> QUESTIONS
(1) Decide whether each statement below agrees with the National Underwear Day post. Answer yes or no for each, and quote the words from the post that settle it.
(a) Freshpair created National Underwear Day in 2003.
(b) Pajamas have existed longer than underwear.
(c) The company plans to start making moisture-wicking bras and underwear.
(2) According to the National Underwear Day post, what did women wear under their dresses in the Middle Ages?
(3) Reproduce the National Underwear Day post word for word from "Ironically, something as" to "our pajama business.".

> PASSAGE TO READ
Happy National Underwear Day. Yes, that’s a thing. Let me brief(ly) give you the skinny and uncover some of the history for you. (Yes, this post will contain as many underwear puns as possible, although National Pun Day was on May 15, but I’m still observing it.) It's no surprise that National Underwear Day was created by an underwear company, Freshpair, in 2003. They say it was created to support the benefits of wearing underwear, but we know it’s all about selling more underwear. I had to dig in to understand more about why we need a day to celebrate the items of clothing that we work so hard to keep undercover. Worn correctly, it also keeps those things we want to keep covered up, well under wraps.
Underwear has been around longer than pajamas. It dates back to the Middle Ages when men wore linen shorts or “braies,” and women wore a “shift” under their dresses. This is according to NationalToday.com, the brainchild of a San Francisco marketing company that helps promote all the National Days we like to celebrate, so we have an excuse to eat more ice cream (July 21) and drink more margaritas (Feb 22) and think about our under things.
Ironically, something as simple and prevalent as underwear, is among the most complicated thing to buy. A handful of customers have asked us if we could make bras and underwear to be moisture-wicking, cooling and soft like our PJs. We’d love to, really, but we can’t even find a bra that fits right anymore, so for now, we’re going to stick to our pajama business.

> ENTRIES SUPPLIED
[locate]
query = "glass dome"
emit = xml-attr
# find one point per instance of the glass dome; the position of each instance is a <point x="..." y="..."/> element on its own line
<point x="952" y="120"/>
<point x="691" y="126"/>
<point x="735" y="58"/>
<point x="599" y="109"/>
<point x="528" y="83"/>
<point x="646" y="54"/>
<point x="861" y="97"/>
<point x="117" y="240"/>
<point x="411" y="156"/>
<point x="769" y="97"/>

> ANSWERS IN ORDER
(1)
(a) Yes: "National Underwear Day was created by an underwear company, Freshpair, in 2003."
(b) No: "Underwear has been around longer than pajamas."
(c) No: "for now, we’re going to stick to our pajama business."

(2) A “shift.”

(3)
Ironically, something as simple and prevalent as underwear, is among the most complicated thing to buy. A handful of customers have asked us if we could make bras and underwear to be moisture-wicking, cooling and soft like our PJs. We’d love to, really, but we can’t even find a bra that fits right anymore, so for now, we’re going to stick to our pajama business.